Return every record verbatim.
__________
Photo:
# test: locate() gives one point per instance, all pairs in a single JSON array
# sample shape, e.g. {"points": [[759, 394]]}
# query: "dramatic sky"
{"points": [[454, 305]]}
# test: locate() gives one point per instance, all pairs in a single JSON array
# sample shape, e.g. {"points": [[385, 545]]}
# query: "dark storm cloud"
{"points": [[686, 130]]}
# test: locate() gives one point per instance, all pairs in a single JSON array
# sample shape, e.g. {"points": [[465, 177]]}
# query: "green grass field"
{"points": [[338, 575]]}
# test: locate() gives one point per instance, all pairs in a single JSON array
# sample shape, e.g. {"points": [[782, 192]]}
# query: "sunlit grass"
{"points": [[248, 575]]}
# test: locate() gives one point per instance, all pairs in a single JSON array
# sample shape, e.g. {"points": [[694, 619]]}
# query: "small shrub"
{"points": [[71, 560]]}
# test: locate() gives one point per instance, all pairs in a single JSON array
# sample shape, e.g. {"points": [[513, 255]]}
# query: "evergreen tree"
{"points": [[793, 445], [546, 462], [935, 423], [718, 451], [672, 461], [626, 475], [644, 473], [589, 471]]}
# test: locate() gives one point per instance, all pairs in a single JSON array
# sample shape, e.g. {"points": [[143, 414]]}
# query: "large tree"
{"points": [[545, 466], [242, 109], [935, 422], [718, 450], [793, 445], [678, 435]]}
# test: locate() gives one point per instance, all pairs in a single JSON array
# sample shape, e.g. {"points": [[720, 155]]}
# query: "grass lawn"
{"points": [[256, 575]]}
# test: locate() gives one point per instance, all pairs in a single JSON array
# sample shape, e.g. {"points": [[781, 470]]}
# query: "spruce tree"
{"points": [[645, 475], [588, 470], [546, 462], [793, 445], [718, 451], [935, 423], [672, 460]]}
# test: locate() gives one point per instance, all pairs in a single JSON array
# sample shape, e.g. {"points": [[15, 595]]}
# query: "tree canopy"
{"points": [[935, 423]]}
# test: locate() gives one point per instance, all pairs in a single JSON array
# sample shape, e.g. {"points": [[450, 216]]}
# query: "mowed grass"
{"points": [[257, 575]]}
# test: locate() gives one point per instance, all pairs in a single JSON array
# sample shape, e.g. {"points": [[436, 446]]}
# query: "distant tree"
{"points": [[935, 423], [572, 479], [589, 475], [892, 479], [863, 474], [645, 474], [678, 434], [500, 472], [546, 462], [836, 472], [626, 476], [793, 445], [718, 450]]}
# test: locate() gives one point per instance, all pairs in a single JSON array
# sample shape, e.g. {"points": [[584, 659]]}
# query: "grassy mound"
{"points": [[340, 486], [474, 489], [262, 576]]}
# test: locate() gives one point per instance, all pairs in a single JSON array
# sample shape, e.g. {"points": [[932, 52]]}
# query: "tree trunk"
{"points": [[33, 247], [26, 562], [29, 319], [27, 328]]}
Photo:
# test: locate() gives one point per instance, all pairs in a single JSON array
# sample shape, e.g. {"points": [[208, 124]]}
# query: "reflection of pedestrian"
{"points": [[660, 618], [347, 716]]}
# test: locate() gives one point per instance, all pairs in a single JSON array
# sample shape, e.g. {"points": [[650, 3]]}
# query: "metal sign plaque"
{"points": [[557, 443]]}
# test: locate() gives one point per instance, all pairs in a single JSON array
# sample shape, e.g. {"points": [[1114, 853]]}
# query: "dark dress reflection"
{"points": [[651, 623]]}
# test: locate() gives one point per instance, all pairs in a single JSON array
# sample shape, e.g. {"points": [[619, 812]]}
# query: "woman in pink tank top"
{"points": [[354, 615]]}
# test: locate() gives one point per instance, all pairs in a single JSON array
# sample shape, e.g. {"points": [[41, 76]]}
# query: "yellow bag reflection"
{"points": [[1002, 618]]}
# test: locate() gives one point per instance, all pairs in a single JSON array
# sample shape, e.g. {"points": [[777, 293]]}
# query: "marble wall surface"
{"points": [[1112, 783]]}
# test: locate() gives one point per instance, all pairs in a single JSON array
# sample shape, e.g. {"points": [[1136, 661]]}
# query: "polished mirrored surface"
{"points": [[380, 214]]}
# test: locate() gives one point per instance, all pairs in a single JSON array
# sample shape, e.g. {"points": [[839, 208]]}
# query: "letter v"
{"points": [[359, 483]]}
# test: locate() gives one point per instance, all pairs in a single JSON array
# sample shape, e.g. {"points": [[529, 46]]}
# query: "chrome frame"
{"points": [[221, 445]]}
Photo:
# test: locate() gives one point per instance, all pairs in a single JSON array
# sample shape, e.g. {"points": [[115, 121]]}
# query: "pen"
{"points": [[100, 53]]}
__________
### The solution
Photo:
# test: locate() gives one point per instance, all pairs in a single JSON array
# sample shape, e.g. {"points": [[759, 394]]}
# query: "dramatic sky"
{"points": [[454, 305]]}
# test: locate() gives one point per instance, all pairs in a single JSON array
# sample shape, e.g. {"points": [[385, 545]]}
# query: "dark storm cloud"
{"points": [[686, 130]]}
# test: locate() gives one point per instance, all pairs in a single JSON array
# sample shape, e.g. {"points": [[465, 177]]}
# query: "green grass field"
{"points": [[338, 575]]}
# test: locate() gives one point per instance, all pairs in a single JSON array
# sample shape, e.g. {"points": [[782, 192]]}
# query: "sunlit grass"
{"points": [[248, 575]]}
# test: locate() gives one point per instance, all pairs in a single JSON array
# sample shape, e.g. {"points": [[694, 619]]}
# query: "small shrub"
{"points": [[71, 560]]}
# test: locate() gives one point per instance, all pairs in a single JSON array
# sample shape, e.g. {"points": [[513, 255]]}
# query: "evergreen tree"
{"points": [[793, 445], [546, 462], [935, 423], [718, 451], [672, 461], [626, 475], [644, 473], [589, 471]]}
# test: locate() gives one point per instance, all pairs in a single JSON array
# sample shape, e.g. {"points": [[143, 414]]}
# query: "large tree"
{"points": [[545, 466], [242, 109], [935, 422], [718, 450], [793, 445], [678, 435]]}
# test: locate() gives one point per instance, all pairs in a single JSON array
# sample shape, e.g. {"points": [[720, 155]]}
# query: "grass lawn"
{"points": [[256, 575]]}
# test: locate() gives one point per instance, all pairs in a single JSON array
# sample shape, e.g. {"points": [[781, 470]]}
# query: "spruce tree"
{"points": [[645, 475], [588, 470], [546, 462], [793, 445], [718, 451], [935, 423], [672, 460]]}
# test: locate() gives one point per instance, all pairs in a single JSON array
# sample shape, e.g. {"points": [[15, 595]]}
# query: "tree canopy"
{"points": [[935, 423]]}
# test: locate() gives one point per instance, all pairs in a single JSON array
# sample shape, e.g. {"points": [[450, 216]]}
# query: "mowed grass"
{"points": [[257, 575]]}
# test: locate() gives one point per instance, all pairs in a single JSON array
# sample shape, e.g. {"points": [[436, 446]]}
# query: "distant tree"
{"points": [[935, 423], [572, 479], [589, 475], [892, 479], [863, 474], [645, 474], [678, 434], [500, 472], [546, 462], [836, 472], [626, 476], [793, 445], [718, 450]]}
# test: locate() gives one point per instance, all pairs in a single JSON array
# sample shape, e.g. {"points": [[584, 659]]}
# query: "grassy mound"
{"points": [[340, 486], [474, 489], [262, 576]]}
# test: locate() gives one point per instance, all pairs in a single JSON array
# sample shape, e.g. {"points": [[932, 52]]}
# query: "tree trunk"
{"points": [[33, 247], [26, 562], [29, 319], [27, 328]]}
Photo:
# test: locate() gives one point per instance, all pairs in a single JSON array
# sample shape, e.g. {"points": [[208, 124]]}
# query: "reflection of pedestrian"
{"points": [[660, 618], [347, 716]]}
# test: locate() gives one point per instance, all pairs in a single JSON array
# sample shape, e.g. {"points": [[650, 3]]}
# query: "metal sign plaque"
{"points": [[557, 443]]}
# test: locate() gives one point per instance, all pairs in a single JSON array
# sample shape, e.g. {"points": [[1114, 853]]}
# query: "dark dress reflection"
{"points": [[651, 623]]}
# test: locate() gives one point per instance, all pairs in a single JSON array
# sample shape, e.g. {"points": [[619, 812]]}
# query: "woman in pink tank top"
{"points": [[354, 615]]}
# test: locate() gives one point per instance, all pairs in a single JSON array
# sample shape, e.g. {"points": [[41, 76]]}
# query: "yellow bag reflection"
{"points": [[1002, 618]]}
# test: locate() gives one point per instance, all pairs in a single JSON array
# sample shape, e.g. {"points": [[777, 293]]}
# query: "marble wall surface"
{"points": [[1112, 783]]}
# test: locate() gives one point per instance, all pairs in a single JSON array
# sample shape, e.g. {"points": [[1136, 661]]}
# query: "polished mirrored surface"
{"points": [[380, 214]]}
# test: locate() gives one point per instance, all pairs in a single JSON array
# sample shape, e.g. {"points": [[839, 208]]}
# query: "letter v"
{"points": [[359, 483]]}
# test: locate() gives one point per instance, all pairs in a single JSON array
# sample shape, e.g. {"points": [[529, 46]]}
# query: "chrome frame"
{"points": [[221, 445]]}
Photo:
# test: locate() gives one point per instance, all pairs in a single JSON array
# sample shape, e.g. {"points": [[115, 121]]}
# query: "pen"
{"points": [[100, 53]]}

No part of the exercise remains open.